__SHORT EXERCISE__
Write the next part of the passage on parameter estimation for a degradation model, picking up right after its last sentence.

__TEXT BLOCK__
== == ==
Then, the remaining parts of this paper include two main goals: how to estimate the parameters in Equation (6) or Equation (7) through the conditional monitored data ${\mathit{X}}_{0:k}=\{x_0,x_1,\dots ,x_k\}$ and how to derive the RUL via the degradation model and the estimated parameters.

3. Parameter Estimation for Degradation Model

In this section, we will introduce how to identify the proposed degradation model in a statistical way.

3.1. General Approach Based on MLE

Above all, for better illustration, the following Lemma 1 is given as follows:

Lemma 1

[25]. Based on the definition of non-homogeneous Poisson process, we can define

$$\Lambda (t,t+\Delta t)={\displaystyle {\int }_t^{t+\Delta t}\lambda (\tau )d\tau }$$

(8)

Then the probability of jumps occurrence in $(t,t+\Delta t)$  is shown as follows:

$$\mathrm{Pr}\left(N(t,t+\Delta t)=n\right)=\frac{{\left[\Lambda (t,t+\Delta t)\right]}^n}{n!}\exp \left(-\Lambda (t,t+\Delta t)\right)$$

(9)

Let ${\mathit{\theta }}_{\lambda }$ denote the parameter vector of $\Lambda (t,t+\Delta t)$, then $\Lambda (t,t+\Delta t)$ is rewritten as $\Lambda (t,t+\Delta t;{\mathit{\theta }}_{\lambda })$. In this way, it should be noticed that $\mathbf{\Theta }=[{\mathit{\theta }}_{\lambda },{\mathit{\theta }}_{\mu },{\sigma }_B,{\mu }_g,{\sigma }_g]$ denotes all unknown parameters.
== == ==
__Excerpts from a location annotation dataset__
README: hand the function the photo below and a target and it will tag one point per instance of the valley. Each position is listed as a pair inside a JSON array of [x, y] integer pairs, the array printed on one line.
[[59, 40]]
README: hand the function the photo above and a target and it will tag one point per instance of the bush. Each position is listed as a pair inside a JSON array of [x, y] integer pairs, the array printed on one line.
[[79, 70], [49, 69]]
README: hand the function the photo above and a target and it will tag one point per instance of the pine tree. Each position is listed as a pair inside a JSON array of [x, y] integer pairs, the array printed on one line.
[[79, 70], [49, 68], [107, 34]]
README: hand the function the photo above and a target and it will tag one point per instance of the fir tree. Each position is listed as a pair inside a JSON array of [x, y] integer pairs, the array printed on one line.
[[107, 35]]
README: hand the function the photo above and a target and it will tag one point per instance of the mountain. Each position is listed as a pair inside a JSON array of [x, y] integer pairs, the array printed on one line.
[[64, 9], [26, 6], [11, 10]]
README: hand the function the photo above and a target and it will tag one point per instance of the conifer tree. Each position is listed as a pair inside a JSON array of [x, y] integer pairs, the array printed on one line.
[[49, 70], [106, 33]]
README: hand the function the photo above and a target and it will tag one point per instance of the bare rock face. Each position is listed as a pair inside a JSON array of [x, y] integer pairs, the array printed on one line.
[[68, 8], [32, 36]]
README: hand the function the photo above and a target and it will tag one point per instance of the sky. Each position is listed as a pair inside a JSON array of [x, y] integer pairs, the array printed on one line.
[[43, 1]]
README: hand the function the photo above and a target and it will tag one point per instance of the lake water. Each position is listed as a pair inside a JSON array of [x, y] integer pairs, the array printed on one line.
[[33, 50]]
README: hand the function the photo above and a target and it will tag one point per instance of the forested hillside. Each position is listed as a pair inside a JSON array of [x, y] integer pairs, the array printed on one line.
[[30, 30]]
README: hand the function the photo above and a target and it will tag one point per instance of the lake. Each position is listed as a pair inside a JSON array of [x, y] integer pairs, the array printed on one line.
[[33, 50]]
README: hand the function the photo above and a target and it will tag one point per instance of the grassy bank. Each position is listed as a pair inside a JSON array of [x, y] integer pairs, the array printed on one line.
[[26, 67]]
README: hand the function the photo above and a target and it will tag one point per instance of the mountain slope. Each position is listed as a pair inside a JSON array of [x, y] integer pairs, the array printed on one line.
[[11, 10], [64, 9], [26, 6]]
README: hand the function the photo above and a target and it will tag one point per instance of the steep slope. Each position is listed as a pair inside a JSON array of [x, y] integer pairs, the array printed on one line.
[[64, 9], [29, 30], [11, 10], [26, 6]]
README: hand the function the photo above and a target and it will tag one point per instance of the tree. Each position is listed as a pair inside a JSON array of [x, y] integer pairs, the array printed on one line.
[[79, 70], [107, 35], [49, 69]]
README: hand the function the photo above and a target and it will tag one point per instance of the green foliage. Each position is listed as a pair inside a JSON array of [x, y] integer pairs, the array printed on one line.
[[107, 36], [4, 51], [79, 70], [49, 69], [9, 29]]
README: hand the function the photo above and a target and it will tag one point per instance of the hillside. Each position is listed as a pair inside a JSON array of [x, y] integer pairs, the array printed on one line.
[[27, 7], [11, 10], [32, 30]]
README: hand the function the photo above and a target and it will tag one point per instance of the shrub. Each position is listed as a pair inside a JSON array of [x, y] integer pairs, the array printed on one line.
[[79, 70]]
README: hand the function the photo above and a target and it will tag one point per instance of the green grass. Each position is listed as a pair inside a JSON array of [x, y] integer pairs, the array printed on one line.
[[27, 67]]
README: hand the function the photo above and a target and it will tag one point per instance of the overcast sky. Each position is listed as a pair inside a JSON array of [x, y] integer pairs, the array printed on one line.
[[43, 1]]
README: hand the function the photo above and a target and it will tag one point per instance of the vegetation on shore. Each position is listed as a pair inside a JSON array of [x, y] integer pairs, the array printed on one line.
== == ==
__EXERCISE RESPONSE__
Then, as the definition in the above section, ${\mathit{X}}_{0:k}=\{x_0,x_1,\dots ,x_k\}$ denotes all observed degradation data. Then we further define $\Delta {\mathit{X}}_{1:k}=\left\{\Delta x_1,\Delta x_2,\dots ,\Delta x_k\right\}$ as the increment data, where $\Delta x_i=x_i-x_{i-1}$. According to the proposed degradation model, it is noted that the increment is independent and has Markov properties. Then we can formulate the likelihood as follows:

$$\begin{array}{ll}L(\mathbf{\Theta }\left|\Delta {\mathit{X}}_{1:k}\right.)& =\ln {\displaystyle \prod _{i=1}^{k}p\left(\Delta x_i;\mathbf{\Theta }\right)}\\ & ={\displaystyle \sum _{i=1}^k\ln {\displaystyle \sum _{n=0}^{+\infty }p\left(\Delta x_i\left|N(t_{i-1},t_i)=n;\mathbf{\Theta }\right.\right)\times \mathrm{Pr}\left(N(t_{i-1},t_i)=n;\mathbf{\Theta }\right)}}\\ & ={\displaystyle \sum _{i=1}^k\ln {\displaystyle \sum _{n=0}^{+\infty }\frac{\exp \left(-\Lambda (t_{i-1},t_i)\right){\Lambda }^n(t_{i-1},t_i)}{\sqrt{2\pi (n{\sigma }_g^2+\Delta t_i{\sigma }_B^2)}n!}}\exp \left(-\frac{{(\Delta x_i-{\displaystyle {\int }_{t_{i-1}}^{t_i}\mu (\tau ;{\mathit{\theta }}_{\mu })d\tau }-n{\mu }_g)}^2}{2n{\sigma }_g^2+2\Delta t_i{\sigma }_B^2}\right)}\end{array}$$

(10)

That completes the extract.